# DATI FORNITI

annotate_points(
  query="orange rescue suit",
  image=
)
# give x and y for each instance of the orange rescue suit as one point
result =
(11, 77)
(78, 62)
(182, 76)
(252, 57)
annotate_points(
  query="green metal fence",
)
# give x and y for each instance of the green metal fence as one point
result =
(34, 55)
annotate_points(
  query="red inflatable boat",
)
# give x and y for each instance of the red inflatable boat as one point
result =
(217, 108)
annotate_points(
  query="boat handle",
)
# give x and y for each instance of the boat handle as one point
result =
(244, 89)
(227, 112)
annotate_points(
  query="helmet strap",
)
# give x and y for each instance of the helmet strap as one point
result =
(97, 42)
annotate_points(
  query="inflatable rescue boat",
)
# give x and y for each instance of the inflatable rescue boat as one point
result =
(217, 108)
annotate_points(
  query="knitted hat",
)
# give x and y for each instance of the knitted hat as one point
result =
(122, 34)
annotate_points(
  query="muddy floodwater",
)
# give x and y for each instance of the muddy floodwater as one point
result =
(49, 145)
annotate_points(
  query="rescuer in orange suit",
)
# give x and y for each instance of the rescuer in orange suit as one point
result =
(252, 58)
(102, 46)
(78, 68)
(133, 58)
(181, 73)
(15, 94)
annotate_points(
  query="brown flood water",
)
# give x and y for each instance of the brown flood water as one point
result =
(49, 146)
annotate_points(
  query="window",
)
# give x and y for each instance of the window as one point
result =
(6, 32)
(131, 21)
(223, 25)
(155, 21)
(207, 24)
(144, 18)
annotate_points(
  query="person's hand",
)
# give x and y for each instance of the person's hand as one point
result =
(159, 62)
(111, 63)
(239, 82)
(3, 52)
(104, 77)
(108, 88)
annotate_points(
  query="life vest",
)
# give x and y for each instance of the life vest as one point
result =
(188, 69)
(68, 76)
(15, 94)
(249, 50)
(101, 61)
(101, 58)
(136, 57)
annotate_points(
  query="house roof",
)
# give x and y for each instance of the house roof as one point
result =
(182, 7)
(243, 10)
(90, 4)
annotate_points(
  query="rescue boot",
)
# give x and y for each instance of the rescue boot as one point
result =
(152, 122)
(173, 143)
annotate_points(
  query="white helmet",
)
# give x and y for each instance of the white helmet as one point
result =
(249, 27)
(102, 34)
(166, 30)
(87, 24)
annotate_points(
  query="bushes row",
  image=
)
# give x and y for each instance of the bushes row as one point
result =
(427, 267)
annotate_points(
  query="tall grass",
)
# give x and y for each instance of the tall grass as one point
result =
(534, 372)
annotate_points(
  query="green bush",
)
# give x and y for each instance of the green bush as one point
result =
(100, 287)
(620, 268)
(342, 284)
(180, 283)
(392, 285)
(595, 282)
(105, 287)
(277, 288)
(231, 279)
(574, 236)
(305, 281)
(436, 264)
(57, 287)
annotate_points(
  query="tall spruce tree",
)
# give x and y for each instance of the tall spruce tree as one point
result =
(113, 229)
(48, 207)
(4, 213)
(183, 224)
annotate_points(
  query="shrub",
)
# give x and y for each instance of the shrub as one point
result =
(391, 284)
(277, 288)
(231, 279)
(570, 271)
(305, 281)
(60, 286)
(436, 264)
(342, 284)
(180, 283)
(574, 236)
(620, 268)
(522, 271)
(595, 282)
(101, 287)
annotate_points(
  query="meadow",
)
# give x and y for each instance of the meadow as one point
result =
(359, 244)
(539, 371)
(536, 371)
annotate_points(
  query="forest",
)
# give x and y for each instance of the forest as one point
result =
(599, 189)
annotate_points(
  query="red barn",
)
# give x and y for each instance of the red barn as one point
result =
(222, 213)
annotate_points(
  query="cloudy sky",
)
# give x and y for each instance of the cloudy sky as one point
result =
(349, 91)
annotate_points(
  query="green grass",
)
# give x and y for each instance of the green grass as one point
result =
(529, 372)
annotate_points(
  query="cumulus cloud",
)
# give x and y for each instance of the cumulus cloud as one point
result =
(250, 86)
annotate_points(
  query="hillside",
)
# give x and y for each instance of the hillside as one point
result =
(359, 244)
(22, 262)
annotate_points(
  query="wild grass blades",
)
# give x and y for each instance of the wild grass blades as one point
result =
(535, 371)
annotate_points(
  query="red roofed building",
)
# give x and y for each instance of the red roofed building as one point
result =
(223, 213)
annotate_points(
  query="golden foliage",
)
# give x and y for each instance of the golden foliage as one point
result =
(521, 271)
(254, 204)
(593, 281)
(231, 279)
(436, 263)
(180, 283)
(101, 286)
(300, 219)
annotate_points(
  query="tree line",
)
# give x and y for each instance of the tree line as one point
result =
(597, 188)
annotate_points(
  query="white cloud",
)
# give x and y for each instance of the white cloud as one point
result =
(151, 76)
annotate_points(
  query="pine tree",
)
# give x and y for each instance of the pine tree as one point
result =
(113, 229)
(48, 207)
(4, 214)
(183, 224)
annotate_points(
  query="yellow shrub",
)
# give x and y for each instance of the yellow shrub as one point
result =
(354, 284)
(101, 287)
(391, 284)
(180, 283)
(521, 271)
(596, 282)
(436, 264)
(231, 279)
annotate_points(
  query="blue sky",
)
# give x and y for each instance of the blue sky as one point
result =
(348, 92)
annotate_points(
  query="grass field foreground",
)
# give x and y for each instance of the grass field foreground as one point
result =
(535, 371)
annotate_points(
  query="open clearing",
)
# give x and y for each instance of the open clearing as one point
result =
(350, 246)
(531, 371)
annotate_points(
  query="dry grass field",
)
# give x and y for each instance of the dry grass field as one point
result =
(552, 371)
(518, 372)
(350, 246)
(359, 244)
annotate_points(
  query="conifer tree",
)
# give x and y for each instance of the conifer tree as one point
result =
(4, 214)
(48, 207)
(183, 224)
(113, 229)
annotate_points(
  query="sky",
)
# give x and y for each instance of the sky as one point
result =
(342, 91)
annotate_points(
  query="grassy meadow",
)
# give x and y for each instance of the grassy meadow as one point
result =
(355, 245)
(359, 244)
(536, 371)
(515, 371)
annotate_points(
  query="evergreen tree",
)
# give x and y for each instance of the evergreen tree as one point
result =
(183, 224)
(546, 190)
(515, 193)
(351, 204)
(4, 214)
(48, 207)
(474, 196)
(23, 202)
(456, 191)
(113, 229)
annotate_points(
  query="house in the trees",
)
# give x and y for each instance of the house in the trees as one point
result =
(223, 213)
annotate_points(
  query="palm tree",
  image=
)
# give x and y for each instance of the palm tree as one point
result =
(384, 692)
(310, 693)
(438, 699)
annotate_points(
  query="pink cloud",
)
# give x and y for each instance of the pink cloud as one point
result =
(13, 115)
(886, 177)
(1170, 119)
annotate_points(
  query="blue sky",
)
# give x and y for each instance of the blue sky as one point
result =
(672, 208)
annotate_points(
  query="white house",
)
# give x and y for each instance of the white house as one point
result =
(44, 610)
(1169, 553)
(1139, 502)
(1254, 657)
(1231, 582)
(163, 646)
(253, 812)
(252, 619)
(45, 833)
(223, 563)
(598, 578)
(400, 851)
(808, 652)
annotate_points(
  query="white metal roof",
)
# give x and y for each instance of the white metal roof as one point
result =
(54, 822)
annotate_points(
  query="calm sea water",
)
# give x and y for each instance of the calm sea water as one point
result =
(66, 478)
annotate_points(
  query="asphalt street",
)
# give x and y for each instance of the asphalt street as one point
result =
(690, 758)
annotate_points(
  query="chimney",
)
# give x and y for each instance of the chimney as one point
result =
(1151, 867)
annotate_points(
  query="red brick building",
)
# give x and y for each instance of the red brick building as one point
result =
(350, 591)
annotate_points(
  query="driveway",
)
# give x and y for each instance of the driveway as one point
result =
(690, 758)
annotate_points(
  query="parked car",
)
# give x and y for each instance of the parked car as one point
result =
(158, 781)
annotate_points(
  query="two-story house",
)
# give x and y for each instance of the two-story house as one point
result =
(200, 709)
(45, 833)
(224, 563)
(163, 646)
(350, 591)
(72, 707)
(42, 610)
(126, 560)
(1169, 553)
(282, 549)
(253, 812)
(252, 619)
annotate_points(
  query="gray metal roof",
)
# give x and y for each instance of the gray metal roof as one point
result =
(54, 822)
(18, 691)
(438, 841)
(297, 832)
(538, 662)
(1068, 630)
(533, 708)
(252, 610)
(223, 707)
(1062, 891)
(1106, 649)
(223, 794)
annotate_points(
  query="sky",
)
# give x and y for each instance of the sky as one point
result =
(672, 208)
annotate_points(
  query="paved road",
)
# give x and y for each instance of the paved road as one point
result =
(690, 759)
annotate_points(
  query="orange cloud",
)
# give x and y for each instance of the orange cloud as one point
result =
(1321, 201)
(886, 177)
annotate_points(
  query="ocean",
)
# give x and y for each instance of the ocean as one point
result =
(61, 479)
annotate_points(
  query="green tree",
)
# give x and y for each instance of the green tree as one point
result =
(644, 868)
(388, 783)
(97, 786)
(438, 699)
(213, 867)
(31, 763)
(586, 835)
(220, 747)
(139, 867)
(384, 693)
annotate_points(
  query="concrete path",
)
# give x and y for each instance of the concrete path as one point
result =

# CONSEGNA
Elenca tutte le righe dei dati che contengono la stringa "forest".

# RISULTATO
  query="forest",
# give x and y for each instance of the forest as one point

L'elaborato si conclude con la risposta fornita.